- _Exercise_: According to the flower color text, in which cell structures do carotenoid pigments accumulate?

- _Exercise text_:
Plant and animals display a remarkable diversity of their morphology. We aim to better understand the molecular details of how such diversity arose during evolution. To this end we study regulatory networks that govern the development of flowers in different species, with particular emphasis on the differentiation of petal cells that cause the wide spectrum of flowers colors in different species. Flower color is a particularly attractive model system as mutations that affects this process are easy to identify.
The final color of a flower is a remarkably complex trait determined by a combination of processes. This includes (among others) the synthesis of pigments, but also colorless co-pigments, their stable accumulation in vacuoles, regulation of vacuolar pH, the determination of cell shape (and thus their optical features) and the genesis of additional organelles. Mutations affecting any of these basal cellular processes are immediately evident by a change in flower color.
Most of the red and violet colors of flowers and fruits are due to the accumulation of anthocyanin pigments, while yellow and orange colors are in most cases due to the accumulation of carotenoids. Anthocyanins consist of a backbone (two aromatic rings connected by a heterocyclic ring) that can be “decorated” with hydroxyl and methyl groups, a variety of sugars and acyl groups resulting in a wide variety of colors ranging from orange to violet.
Through the analysis of petunia flower color mutants we discovered a transcription factor complex, called MBW or MBWW, that governs the tissue-specific transcription of the structural anthocyanin genes (which encode the enzymes of the pathway) and thereby the pattern of pigmentation. It proved that MBWW governs at least two additional pathways, involved in (i) hyper-acidification of the central vacuole and (ii) trafficking of proteins and vesicles to the central vacuole, via ‘vacuolinos’, which are small vacuoles that co-exist with the large central vacuoles.
Also carotenoid pigments exist in a large variety of structures which correspond to different colors. The regulation of their synthesis is much less well understood then that of anthocyanins. These two classes of pigments have also very different properties and accumulate in plastids while anthocyanin are stored in vacuoles.
Plants like petunia and arabidopsis are suitable models for these studies presenting large differences and being easy to isolate mutants and to produce transgenics. We analyse sets of genes involved in both pigmentation pattern and inflorescence architecture to unravel whether different expression is the consequence of differences in their promoters or in the protein regulating their transcription. This gives insights in how genes determine the body plan of an organism and which changes in the same genes led to the different patterning during evolution. Petunia offers the possibility to easily isolate mutants for any gene thanks to a very active set of transposons which, by jumping around and landing in new places in the genome, continuously generate new mutants. New mutants in unknown genes are found by simply growing population of a specific line with high transposition activity. Once a mutant is identified, the isolation of the gene is simple as the transposon sequence is known.

- _Extracted data entries_:
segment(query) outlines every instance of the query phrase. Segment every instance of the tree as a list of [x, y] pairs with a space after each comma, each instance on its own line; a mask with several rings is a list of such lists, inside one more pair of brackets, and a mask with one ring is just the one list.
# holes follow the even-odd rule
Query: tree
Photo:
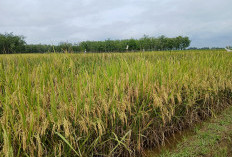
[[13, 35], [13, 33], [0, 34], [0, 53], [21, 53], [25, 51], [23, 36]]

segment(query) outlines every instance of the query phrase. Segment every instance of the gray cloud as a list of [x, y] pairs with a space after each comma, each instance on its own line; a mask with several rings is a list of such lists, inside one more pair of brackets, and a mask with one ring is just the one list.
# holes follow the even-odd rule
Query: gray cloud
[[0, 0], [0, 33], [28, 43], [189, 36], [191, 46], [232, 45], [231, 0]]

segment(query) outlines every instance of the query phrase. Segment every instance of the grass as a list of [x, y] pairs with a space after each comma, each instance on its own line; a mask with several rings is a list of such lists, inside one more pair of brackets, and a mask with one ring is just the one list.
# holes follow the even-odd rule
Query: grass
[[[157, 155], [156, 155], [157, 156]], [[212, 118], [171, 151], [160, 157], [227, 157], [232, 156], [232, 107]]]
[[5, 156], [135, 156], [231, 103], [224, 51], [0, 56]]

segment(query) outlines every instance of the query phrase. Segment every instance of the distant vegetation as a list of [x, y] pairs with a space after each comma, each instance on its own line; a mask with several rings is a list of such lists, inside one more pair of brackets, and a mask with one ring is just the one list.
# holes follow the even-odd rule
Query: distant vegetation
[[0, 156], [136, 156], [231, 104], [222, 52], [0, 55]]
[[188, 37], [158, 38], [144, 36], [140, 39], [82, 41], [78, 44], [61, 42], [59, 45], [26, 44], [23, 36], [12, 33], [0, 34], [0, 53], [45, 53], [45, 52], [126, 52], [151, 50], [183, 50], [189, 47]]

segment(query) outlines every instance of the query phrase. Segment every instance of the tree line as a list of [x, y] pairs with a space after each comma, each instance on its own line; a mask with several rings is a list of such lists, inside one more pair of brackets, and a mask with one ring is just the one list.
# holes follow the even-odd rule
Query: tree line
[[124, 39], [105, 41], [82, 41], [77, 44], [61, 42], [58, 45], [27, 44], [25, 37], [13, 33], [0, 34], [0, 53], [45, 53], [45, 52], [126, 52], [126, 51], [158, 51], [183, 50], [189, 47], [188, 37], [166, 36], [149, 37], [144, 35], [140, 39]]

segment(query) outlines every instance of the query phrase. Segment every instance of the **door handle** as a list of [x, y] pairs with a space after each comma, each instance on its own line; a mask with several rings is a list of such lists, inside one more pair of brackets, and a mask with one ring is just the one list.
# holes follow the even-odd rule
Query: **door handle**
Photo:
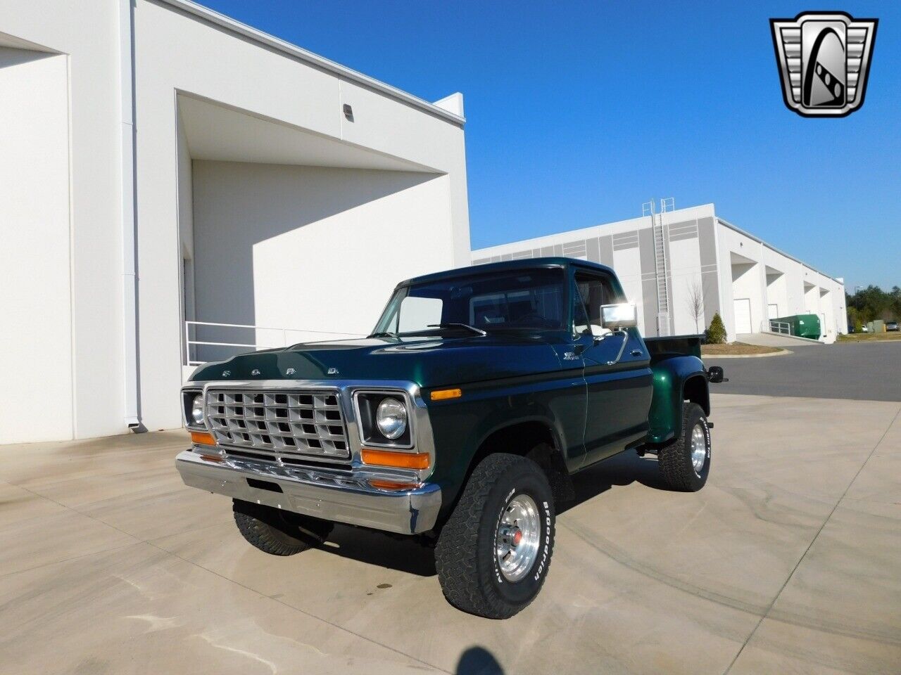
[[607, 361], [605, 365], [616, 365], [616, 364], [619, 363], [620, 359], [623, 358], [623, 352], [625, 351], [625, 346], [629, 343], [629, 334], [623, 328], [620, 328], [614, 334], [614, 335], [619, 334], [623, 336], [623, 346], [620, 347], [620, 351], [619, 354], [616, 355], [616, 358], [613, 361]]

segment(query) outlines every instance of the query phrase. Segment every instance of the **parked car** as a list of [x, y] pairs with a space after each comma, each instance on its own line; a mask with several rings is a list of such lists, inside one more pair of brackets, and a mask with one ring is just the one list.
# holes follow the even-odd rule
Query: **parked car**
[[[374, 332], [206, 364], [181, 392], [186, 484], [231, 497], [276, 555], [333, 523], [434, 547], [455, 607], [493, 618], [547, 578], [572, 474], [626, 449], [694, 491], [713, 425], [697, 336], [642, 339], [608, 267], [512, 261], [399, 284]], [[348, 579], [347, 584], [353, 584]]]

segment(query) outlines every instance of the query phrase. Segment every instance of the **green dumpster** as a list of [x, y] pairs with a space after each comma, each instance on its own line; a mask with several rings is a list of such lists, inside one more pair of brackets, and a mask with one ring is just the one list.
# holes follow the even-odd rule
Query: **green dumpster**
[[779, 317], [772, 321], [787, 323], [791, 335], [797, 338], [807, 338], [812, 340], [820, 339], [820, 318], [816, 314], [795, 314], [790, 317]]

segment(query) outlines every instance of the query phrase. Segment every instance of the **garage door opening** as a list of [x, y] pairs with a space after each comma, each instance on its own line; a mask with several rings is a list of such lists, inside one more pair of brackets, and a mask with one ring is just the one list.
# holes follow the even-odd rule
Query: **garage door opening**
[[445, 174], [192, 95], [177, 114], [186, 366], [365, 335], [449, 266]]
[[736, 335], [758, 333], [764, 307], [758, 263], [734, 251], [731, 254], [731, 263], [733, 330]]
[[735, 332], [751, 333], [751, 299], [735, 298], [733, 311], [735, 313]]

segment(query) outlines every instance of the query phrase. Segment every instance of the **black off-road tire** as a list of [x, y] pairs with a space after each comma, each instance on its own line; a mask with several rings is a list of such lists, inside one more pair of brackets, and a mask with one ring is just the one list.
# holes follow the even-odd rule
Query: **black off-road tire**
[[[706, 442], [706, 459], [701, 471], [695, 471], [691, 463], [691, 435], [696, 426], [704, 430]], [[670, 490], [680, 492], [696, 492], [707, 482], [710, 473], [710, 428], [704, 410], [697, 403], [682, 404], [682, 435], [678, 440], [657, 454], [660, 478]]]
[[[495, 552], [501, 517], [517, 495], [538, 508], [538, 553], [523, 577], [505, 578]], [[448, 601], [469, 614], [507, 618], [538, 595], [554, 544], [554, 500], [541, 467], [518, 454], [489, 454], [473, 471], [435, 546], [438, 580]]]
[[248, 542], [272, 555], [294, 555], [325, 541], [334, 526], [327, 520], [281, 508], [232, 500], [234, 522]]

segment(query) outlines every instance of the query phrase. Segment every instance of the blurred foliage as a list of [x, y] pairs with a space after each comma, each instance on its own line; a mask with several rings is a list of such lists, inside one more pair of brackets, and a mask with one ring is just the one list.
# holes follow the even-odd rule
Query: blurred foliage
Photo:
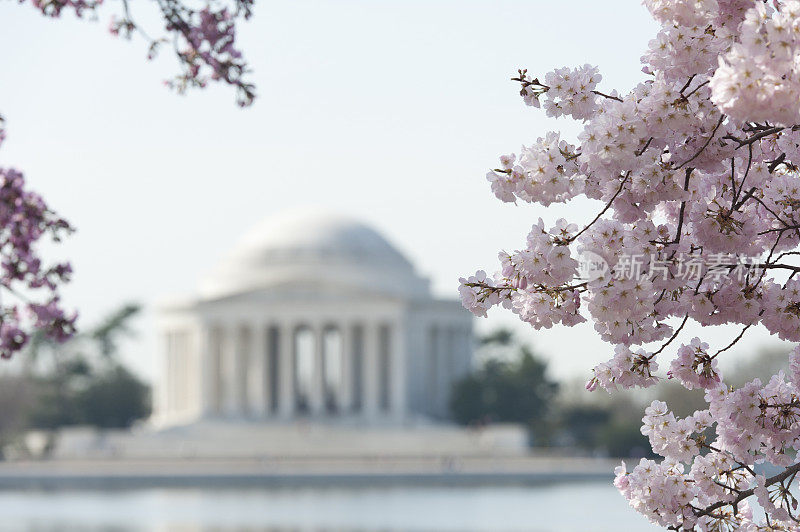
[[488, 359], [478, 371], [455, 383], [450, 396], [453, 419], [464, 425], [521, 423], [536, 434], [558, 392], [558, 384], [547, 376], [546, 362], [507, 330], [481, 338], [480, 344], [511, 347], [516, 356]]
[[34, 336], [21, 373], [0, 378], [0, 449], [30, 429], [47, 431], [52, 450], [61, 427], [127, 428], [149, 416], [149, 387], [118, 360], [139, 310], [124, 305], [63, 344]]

==

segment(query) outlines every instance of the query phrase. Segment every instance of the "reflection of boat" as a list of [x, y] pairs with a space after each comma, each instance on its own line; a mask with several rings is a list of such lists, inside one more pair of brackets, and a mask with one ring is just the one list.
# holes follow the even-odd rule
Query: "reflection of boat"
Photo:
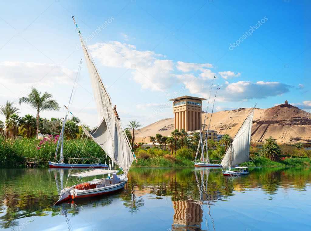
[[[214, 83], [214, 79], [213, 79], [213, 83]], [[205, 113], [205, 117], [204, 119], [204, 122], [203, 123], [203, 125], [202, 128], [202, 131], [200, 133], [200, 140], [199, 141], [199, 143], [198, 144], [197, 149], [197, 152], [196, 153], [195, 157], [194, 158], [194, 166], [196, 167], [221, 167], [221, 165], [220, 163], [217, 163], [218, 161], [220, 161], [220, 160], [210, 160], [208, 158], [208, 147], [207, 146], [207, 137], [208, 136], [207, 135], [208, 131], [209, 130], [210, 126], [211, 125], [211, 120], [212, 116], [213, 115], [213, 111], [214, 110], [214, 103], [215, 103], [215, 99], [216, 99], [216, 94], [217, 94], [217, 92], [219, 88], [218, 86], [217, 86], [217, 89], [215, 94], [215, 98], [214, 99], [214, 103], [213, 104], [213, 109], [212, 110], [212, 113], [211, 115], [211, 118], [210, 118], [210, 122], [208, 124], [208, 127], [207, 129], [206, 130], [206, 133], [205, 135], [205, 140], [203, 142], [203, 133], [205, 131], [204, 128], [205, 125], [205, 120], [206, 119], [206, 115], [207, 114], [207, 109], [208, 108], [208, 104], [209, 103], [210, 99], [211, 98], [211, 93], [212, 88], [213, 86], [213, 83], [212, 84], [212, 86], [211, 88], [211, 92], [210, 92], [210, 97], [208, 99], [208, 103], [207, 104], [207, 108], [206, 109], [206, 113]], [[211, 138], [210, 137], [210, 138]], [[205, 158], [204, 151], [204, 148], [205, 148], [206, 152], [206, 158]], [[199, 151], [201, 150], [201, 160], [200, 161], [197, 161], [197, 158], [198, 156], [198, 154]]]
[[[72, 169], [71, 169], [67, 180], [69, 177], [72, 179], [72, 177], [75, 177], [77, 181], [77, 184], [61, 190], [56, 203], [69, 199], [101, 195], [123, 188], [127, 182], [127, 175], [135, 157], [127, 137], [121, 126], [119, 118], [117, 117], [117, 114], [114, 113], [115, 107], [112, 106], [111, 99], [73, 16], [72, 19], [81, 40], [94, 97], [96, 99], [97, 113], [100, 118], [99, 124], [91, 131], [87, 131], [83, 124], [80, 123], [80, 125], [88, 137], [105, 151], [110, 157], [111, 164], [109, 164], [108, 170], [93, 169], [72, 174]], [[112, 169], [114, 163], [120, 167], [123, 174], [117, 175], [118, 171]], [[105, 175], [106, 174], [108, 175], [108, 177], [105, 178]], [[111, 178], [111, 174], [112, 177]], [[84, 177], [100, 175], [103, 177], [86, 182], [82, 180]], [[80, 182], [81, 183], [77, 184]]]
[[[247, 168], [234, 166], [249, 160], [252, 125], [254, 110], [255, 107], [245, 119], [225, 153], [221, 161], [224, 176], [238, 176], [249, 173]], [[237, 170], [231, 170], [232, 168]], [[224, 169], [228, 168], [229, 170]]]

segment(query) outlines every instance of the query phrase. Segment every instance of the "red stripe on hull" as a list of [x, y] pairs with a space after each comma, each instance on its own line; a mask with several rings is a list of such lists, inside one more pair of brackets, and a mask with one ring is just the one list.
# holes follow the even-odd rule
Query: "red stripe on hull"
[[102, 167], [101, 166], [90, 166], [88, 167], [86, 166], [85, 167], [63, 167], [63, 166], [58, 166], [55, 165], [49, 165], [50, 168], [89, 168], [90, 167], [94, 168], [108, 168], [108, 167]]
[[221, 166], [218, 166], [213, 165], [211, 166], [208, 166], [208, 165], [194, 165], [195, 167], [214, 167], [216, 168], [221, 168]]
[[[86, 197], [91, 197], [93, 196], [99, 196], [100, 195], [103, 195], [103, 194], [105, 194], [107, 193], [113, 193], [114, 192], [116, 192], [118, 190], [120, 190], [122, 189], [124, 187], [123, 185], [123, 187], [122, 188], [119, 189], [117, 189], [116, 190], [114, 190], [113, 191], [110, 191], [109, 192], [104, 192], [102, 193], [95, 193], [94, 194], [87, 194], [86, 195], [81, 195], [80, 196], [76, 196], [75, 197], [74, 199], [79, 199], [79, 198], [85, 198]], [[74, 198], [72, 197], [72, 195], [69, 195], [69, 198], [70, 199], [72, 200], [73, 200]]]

==

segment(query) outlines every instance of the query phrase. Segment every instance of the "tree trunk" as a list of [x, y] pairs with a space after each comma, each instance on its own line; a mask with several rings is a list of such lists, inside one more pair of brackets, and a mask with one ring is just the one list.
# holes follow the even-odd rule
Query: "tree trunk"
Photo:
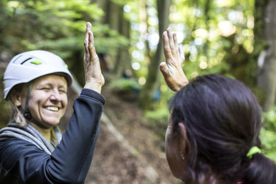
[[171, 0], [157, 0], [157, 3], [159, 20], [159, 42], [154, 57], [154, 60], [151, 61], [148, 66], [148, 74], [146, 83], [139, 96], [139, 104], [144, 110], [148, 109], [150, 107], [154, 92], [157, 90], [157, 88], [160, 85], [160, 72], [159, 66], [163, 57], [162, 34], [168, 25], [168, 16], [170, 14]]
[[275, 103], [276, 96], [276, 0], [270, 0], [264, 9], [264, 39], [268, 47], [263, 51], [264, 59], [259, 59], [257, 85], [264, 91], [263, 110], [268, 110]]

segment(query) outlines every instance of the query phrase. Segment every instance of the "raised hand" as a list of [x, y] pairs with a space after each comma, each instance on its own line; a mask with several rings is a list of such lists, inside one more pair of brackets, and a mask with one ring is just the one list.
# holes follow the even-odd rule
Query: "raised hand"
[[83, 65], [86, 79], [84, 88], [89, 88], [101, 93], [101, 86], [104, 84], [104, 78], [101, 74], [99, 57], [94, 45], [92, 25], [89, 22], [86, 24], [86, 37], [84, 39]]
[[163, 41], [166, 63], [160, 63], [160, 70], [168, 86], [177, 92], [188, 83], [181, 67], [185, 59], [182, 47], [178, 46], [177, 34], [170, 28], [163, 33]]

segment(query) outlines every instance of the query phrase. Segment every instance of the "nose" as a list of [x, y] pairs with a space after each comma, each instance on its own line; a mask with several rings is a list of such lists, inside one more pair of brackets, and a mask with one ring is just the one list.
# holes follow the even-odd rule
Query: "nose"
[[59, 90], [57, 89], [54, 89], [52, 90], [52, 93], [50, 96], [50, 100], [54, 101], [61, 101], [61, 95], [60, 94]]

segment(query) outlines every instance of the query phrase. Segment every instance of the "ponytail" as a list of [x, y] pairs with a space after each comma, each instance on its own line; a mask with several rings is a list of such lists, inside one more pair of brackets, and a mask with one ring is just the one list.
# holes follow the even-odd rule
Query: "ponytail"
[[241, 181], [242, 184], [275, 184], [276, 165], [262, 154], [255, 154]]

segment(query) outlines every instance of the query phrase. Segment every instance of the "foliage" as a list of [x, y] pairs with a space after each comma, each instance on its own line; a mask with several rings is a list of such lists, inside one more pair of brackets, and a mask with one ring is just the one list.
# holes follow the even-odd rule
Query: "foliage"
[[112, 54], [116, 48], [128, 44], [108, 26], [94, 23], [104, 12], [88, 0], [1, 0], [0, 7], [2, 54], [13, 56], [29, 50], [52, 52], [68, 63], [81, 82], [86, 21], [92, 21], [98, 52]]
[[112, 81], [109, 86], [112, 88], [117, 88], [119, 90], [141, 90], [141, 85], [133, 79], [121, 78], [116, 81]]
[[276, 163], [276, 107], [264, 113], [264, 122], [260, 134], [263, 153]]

- _Answer to this task_: In plastids.